Problem statement:
Begin at the line that contains "The component shall locate the concrete" and reproduce it along with every line after it to the end of the listing; skip any pictures.

Input:
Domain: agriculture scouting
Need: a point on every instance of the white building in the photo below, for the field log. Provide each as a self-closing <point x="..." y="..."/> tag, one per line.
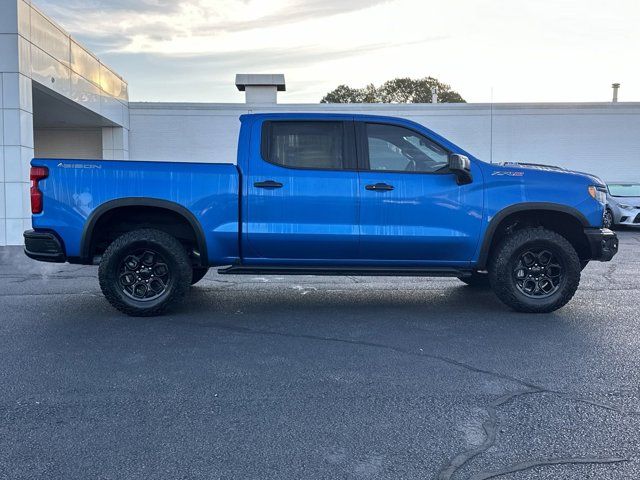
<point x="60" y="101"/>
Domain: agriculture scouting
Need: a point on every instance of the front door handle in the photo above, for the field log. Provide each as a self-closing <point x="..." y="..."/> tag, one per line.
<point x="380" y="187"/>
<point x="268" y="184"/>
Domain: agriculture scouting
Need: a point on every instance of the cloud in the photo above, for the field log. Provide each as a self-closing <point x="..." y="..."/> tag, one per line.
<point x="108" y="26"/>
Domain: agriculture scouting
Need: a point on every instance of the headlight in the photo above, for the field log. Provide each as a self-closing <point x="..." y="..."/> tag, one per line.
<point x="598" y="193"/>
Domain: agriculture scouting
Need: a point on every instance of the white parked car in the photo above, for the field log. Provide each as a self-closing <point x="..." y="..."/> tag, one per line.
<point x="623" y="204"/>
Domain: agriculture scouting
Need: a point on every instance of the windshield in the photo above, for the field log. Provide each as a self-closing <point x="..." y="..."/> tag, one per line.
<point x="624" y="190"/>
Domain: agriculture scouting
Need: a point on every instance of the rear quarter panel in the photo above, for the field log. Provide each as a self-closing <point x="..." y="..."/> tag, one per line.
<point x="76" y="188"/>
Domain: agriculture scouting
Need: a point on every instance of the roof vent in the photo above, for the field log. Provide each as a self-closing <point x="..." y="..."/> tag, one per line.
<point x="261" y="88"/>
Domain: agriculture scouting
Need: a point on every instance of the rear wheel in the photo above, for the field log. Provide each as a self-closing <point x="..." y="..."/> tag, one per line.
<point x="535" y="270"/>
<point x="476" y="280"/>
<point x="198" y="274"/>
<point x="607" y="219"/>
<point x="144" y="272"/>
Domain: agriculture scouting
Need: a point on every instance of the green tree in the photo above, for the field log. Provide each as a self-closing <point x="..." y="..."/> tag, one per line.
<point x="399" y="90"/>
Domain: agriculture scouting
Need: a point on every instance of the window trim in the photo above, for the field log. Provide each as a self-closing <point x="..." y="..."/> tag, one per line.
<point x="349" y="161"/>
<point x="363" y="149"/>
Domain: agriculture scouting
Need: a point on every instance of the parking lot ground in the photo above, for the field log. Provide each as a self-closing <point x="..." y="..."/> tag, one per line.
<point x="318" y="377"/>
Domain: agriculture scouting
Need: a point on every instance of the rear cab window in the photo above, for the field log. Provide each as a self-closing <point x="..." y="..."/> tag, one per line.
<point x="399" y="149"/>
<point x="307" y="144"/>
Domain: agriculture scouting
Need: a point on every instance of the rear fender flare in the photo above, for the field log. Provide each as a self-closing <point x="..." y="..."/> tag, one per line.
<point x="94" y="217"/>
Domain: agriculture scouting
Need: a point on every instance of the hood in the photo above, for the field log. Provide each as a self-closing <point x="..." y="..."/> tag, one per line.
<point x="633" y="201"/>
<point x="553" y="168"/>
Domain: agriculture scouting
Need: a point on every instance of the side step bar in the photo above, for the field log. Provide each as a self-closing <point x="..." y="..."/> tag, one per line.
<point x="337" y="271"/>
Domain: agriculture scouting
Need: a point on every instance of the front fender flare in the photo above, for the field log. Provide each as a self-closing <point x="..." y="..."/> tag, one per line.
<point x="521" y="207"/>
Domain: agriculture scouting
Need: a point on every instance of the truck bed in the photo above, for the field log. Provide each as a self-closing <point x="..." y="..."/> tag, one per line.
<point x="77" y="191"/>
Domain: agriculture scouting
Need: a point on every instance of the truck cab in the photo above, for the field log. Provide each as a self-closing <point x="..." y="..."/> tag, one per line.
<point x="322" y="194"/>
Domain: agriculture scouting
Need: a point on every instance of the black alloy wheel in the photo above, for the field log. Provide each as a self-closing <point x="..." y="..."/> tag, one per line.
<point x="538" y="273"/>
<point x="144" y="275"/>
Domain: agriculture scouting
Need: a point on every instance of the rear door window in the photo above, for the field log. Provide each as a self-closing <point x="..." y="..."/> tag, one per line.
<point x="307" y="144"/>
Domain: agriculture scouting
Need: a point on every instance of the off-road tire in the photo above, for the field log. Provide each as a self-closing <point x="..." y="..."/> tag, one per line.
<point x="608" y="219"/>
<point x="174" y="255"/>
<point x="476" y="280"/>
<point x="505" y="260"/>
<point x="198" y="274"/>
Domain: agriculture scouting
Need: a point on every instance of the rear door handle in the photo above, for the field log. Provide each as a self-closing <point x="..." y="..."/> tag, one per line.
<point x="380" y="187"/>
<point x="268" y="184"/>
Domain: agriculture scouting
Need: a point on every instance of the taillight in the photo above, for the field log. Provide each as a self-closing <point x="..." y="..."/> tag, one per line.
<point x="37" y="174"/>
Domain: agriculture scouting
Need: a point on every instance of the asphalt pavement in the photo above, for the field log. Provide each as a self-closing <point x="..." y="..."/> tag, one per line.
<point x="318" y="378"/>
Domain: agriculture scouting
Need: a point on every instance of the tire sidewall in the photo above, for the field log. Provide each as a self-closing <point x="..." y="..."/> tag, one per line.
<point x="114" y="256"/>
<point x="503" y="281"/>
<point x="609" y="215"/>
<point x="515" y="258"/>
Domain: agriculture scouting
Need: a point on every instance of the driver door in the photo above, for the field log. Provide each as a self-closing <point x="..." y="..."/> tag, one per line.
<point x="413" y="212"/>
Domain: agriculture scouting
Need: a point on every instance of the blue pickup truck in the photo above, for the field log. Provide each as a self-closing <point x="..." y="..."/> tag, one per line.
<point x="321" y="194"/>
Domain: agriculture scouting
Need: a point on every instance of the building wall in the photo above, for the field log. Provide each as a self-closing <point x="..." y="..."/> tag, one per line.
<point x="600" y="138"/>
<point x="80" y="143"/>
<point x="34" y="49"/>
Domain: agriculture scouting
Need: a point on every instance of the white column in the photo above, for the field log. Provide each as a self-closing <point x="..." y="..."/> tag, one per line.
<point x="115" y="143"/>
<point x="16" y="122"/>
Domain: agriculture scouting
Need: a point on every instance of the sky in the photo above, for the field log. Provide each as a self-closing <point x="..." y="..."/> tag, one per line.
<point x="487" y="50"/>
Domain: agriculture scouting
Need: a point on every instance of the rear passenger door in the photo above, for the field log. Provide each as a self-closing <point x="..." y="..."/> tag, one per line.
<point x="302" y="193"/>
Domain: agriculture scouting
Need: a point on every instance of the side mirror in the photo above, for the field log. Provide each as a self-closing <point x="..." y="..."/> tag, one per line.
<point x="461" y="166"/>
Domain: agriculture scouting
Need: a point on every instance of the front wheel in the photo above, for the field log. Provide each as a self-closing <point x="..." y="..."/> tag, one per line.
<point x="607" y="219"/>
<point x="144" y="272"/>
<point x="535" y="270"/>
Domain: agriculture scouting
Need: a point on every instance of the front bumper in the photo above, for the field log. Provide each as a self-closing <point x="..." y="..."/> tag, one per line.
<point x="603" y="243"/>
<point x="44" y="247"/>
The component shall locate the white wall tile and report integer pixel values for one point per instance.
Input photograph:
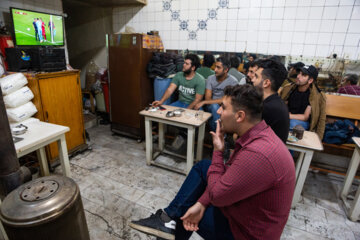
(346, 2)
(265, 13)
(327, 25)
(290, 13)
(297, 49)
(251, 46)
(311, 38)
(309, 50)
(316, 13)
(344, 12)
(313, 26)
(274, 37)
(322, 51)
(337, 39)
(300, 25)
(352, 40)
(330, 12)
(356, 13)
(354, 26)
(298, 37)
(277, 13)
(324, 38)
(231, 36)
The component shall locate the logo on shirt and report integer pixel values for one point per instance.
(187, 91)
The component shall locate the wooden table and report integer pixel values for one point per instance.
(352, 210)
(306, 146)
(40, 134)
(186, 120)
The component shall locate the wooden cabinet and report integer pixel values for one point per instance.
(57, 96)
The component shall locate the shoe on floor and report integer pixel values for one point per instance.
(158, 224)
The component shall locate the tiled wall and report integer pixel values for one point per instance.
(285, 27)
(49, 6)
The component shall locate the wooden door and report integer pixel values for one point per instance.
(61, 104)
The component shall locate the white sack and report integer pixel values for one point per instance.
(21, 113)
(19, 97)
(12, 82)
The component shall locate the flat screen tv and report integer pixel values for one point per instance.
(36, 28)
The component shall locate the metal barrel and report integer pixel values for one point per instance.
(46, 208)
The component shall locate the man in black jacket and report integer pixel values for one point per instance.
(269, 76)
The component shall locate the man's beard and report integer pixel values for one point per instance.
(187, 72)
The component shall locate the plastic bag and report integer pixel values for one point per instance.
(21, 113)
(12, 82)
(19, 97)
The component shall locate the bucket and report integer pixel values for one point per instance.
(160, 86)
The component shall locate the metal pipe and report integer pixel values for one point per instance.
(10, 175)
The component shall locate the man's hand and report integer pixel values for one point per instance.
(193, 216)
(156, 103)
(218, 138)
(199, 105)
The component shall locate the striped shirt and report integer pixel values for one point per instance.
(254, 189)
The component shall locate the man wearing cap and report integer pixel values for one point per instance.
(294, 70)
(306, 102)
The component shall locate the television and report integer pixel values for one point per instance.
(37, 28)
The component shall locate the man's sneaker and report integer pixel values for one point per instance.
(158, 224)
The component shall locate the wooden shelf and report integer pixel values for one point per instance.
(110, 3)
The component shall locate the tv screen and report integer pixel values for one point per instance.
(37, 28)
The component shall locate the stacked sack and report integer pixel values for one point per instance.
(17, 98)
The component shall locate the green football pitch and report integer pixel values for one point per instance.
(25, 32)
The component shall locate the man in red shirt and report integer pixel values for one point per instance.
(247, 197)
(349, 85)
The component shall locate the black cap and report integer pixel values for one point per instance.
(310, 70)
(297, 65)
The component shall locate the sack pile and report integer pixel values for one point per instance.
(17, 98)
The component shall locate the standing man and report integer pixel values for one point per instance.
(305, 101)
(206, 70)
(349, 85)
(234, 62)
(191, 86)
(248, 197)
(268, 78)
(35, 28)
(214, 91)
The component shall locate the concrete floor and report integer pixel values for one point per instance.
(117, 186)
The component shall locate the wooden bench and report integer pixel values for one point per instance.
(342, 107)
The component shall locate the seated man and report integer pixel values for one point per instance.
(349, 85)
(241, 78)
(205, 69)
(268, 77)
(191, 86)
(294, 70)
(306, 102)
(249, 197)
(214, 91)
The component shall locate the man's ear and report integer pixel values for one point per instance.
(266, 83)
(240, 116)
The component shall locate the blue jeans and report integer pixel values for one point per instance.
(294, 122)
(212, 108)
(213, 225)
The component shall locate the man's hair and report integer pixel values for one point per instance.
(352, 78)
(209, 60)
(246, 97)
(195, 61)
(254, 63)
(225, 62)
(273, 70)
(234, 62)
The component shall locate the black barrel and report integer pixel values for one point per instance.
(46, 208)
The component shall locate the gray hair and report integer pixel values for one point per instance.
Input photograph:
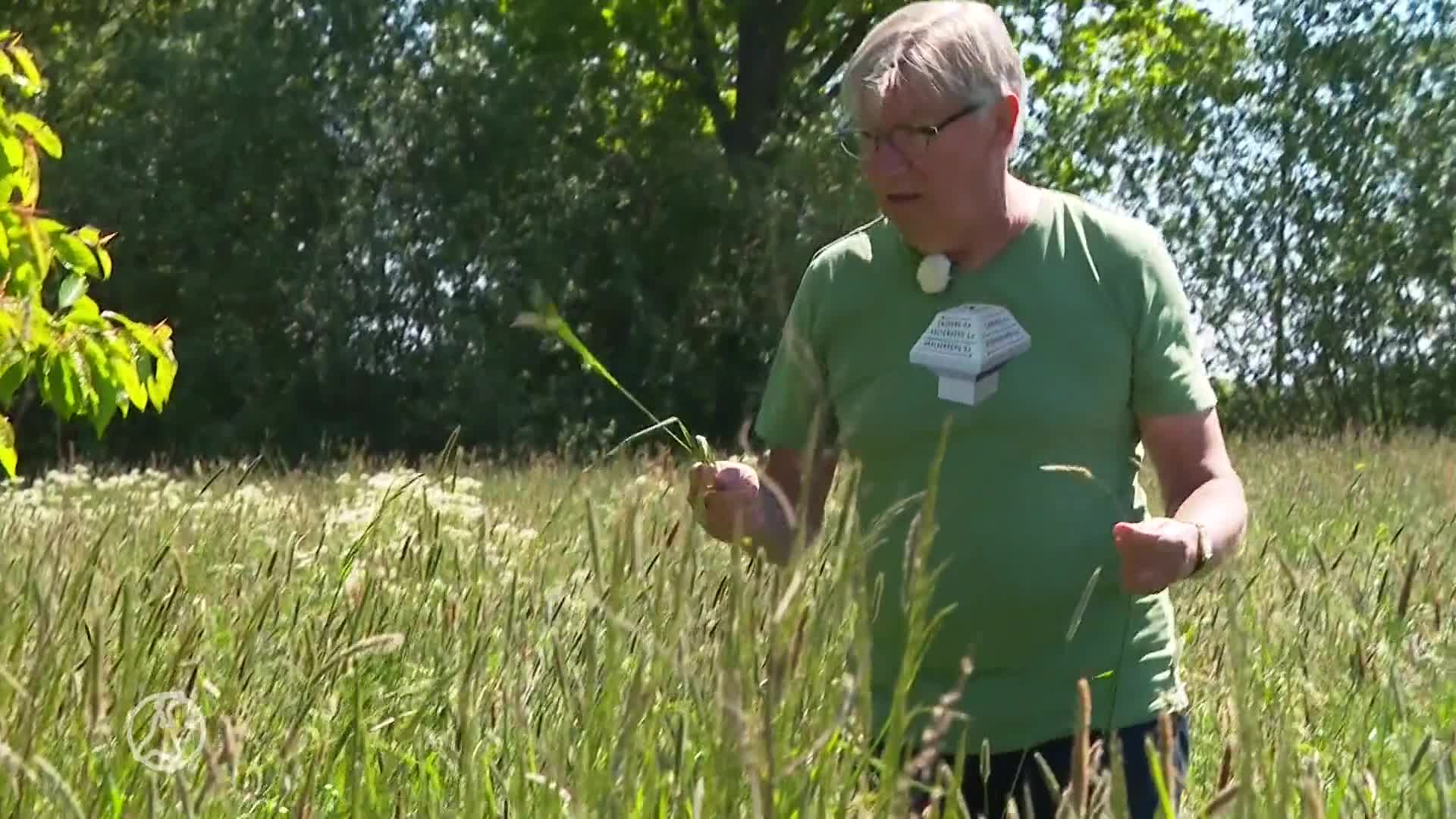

Worked solution:
The component shall locate the concrete floor and report integer pixel values for one point per instance.
(117, 186)
The component shall locate the wooden bench and report integer pixel values for one point per instance.
(342, 107)
The component shall locate the seated man and report integer pixel values for one point per instance.
(349, 85)
(241, 78)
(205, 69)
(268, 77)
(191, 86)
(294, 70)
(306, 102)
(249, 197)
(214, 91)
The component shall locate the man's ear and report integer pixel values for one point per instance.
(266, 83)
(240, 116)
The component shall locate the blue jeans and report integer pixel values for one point per instance.
(294, 122)
(212, 108)
(213, 225)
The component shall locate the man's hair and report integer pixel values for one point per instance.
(352, 78)
(209, 60)
(246, 97)
(195, 61)
(254, 63)
(225, 62)
(273, 70)
(234, 62)
The component shall locate the black barrel and report integer pixel values for one point per instance.
(46, 208)
The component shall locate the gray hair and report integer pixel values for one point per instance.
Input photograph:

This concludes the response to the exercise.